### Exercise description
Return the rows verbatim, from the first one through the line that contains "[593,40,646,102]", including both ends.

::::

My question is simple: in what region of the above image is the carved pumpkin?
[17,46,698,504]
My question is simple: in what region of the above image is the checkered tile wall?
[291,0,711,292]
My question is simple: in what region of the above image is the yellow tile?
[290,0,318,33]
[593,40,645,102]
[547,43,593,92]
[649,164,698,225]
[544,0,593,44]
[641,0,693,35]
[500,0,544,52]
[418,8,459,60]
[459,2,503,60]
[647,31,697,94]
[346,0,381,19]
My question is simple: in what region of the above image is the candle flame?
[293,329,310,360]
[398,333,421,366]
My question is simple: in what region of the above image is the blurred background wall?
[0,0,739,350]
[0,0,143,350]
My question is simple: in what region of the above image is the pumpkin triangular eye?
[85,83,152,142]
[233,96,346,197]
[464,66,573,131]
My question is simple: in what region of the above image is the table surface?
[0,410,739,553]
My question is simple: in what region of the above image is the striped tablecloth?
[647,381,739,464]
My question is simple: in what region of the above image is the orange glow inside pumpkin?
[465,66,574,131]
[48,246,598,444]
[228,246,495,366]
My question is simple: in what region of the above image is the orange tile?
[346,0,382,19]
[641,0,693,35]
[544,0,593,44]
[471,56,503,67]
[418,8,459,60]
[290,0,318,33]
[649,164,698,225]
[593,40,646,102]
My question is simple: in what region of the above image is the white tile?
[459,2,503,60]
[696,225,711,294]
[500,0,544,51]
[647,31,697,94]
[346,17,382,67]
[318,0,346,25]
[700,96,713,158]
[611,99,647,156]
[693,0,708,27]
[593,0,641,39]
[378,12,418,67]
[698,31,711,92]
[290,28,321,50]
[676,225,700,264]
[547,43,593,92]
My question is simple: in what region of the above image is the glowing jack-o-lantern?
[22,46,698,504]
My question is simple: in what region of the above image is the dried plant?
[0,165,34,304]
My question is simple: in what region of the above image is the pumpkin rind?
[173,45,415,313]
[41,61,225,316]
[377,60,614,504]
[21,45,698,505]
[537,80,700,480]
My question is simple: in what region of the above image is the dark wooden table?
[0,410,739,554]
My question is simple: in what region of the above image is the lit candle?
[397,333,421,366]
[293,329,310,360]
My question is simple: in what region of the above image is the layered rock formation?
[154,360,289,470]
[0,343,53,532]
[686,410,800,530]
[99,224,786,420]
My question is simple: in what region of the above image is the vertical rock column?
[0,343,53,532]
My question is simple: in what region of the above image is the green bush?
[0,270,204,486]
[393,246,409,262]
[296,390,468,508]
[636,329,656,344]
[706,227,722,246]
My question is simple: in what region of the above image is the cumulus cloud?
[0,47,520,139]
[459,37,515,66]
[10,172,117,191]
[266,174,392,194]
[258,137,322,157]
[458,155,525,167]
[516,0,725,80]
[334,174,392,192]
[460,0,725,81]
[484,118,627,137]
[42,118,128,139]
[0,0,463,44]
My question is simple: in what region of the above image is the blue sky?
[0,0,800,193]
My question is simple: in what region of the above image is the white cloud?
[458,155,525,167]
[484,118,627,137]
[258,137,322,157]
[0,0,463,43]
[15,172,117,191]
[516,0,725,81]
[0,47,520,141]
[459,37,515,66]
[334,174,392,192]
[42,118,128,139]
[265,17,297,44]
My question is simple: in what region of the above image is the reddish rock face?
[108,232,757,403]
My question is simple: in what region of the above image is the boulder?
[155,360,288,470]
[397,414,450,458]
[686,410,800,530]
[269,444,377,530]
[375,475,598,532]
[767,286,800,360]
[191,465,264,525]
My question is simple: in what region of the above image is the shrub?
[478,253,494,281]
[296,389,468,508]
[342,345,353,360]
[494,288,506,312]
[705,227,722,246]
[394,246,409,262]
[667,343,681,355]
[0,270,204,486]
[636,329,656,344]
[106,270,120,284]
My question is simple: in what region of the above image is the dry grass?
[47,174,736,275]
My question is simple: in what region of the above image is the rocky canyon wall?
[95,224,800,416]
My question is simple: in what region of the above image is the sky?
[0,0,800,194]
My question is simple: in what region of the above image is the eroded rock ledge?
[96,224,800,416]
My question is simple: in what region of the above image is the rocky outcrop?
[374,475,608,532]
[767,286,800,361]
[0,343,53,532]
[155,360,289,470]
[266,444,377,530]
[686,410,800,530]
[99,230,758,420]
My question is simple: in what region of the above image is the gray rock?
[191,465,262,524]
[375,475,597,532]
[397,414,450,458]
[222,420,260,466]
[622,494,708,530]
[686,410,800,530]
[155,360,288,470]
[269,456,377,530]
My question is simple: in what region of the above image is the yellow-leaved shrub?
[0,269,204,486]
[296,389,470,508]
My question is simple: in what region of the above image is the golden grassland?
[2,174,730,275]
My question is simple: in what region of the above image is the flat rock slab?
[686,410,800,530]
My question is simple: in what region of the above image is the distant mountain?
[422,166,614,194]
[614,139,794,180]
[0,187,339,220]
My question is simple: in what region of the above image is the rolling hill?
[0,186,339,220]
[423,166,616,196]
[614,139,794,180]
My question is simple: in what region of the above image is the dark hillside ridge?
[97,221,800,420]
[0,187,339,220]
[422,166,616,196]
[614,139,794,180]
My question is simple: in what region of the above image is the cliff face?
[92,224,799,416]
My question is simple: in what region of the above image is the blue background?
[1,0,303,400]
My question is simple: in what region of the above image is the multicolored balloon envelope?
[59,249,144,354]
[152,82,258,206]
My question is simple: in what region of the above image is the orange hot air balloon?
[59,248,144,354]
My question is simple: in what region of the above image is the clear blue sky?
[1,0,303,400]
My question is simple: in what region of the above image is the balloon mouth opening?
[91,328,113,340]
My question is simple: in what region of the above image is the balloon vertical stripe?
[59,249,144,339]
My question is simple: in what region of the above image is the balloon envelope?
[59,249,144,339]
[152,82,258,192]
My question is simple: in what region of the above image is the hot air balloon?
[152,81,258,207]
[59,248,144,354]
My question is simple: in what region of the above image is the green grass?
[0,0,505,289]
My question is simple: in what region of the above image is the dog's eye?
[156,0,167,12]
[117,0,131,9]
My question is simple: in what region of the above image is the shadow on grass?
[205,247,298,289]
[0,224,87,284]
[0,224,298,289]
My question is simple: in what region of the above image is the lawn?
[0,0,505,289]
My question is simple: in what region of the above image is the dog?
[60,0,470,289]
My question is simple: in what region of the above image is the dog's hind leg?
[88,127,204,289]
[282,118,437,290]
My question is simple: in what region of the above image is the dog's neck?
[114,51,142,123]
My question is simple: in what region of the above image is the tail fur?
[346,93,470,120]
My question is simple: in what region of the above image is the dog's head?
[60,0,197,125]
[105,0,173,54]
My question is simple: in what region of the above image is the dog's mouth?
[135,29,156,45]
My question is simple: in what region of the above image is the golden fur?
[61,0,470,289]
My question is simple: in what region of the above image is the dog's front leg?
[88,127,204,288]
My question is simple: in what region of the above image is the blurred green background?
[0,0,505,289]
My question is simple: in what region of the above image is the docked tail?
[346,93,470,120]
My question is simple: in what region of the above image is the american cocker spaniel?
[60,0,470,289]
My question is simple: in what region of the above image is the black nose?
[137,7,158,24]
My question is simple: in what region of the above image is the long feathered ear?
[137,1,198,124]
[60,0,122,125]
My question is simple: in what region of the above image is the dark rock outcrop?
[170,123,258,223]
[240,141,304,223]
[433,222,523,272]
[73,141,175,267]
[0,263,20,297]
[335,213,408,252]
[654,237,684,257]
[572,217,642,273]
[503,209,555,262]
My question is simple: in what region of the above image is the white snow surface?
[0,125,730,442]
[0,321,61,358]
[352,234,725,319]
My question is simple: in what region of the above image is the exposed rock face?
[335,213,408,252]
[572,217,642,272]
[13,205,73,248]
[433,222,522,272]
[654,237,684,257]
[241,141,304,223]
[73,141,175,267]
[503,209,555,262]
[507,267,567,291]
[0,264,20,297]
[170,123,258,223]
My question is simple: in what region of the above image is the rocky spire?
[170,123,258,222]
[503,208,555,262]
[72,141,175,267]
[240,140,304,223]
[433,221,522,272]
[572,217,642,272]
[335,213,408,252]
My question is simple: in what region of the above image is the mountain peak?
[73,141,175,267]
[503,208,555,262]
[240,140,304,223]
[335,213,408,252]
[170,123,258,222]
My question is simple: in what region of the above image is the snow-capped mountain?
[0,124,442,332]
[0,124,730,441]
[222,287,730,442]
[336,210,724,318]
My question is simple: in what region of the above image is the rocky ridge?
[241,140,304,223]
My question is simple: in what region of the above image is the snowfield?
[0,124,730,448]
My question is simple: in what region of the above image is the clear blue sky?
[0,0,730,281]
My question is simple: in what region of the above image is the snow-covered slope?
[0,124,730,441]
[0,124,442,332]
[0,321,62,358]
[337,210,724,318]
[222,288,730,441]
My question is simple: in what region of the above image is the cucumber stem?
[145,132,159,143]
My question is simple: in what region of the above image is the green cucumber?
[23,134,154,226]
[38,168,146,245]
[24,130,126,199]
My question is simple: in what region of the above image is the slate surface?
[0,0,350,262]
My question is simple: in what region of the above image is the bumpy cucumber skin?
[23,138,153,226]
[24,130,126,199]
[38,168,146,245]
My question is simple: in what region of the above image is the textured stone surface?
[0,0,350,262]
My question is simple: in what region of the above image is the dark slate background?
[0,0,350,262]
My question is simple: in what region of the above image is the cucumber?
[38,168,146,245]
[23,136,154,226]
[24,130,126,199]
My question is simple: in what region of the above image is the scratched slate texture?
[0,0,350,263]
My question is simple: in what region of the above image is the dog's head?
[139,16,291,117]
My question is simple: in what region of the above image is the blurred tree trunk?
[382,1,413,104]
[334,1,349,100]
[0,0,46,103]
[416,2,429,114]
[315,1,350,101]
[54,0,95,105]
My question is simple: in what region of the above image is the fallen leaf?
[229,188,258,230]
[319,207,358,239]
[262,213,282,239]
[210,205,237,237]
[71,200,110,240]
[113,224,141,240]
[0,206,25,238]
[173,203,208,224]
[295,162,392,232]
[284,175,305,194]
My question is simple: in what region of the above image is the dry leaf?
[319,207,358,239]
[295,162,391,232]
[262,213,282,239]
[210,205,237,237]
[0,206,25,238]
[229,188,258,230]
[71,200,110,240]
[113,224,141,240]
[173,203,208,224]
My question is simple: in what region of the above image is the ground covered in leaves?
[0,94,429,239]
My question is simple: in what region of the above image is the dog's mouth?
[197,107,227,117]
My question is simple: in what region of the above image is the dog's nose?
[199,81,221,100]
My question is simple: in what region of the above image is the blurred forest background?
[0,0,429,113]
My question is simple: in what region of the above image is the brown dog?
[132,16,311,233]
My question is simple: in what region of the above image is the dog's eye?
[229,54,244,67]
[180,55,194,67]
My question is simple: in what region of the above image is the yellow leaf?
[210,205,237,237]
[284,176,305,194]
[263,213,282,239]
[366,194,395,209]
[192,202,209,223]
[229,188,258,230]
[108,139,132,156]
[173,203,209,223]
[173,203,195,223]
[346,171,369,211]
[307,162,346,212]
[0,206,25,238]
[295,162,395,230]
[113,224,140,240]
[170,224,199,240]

::::

### Correct output
My question is simple: in what region of the above image is the carved pumpkin?
[17,46,698,504]
My question is simple: in what region of the above image is the checkered tile wall?
[291,0,711,292]
My question is simple: in what region of the above image is the yellow tile?
[290,0,318,33]
[593,40,645,102]
[547,43,593,92]
[649,164,698,225]
[544,0,593,44]
[641,0,693,35]
[500,0,544,52]
[418,8,459,60]
[459,2,503,60]
[647,31,697,94]
[346,0,381,19]
My question is simple: in what region of the above image is the candle flame?
[293,329,310,360]
[398,333,421,366]
My question is simple: in what region of the above image is the blurred background wall?
[0,0,739,350]
[0,0,143,350]
My question is simple: in what region of the above image is the pumpkin triangular eye?
[85,83,152,142]
[233,96,346,197]
[464,66,573,131]
My question is simple: in what region of the above image is the table surface?
[0,410,739,553]
My question is simple: in what region of the above image is the striped tablecloth?
[647,381,739,464]
My question is simple: in what region of the above image is the orange glow inside pumpkin?
[465,66,574,131]
[48,246,598,444]
[228,246,495,366]
My question is simple: in what region of the above image is the orange tile?
[346,0,382,19]
[641,0,693,35]
[544,0,593,44]
[471,56,503,67]
[418,8,459,60]
[290,0,318,33]
[649,164,698,225]
[593,40,646,102]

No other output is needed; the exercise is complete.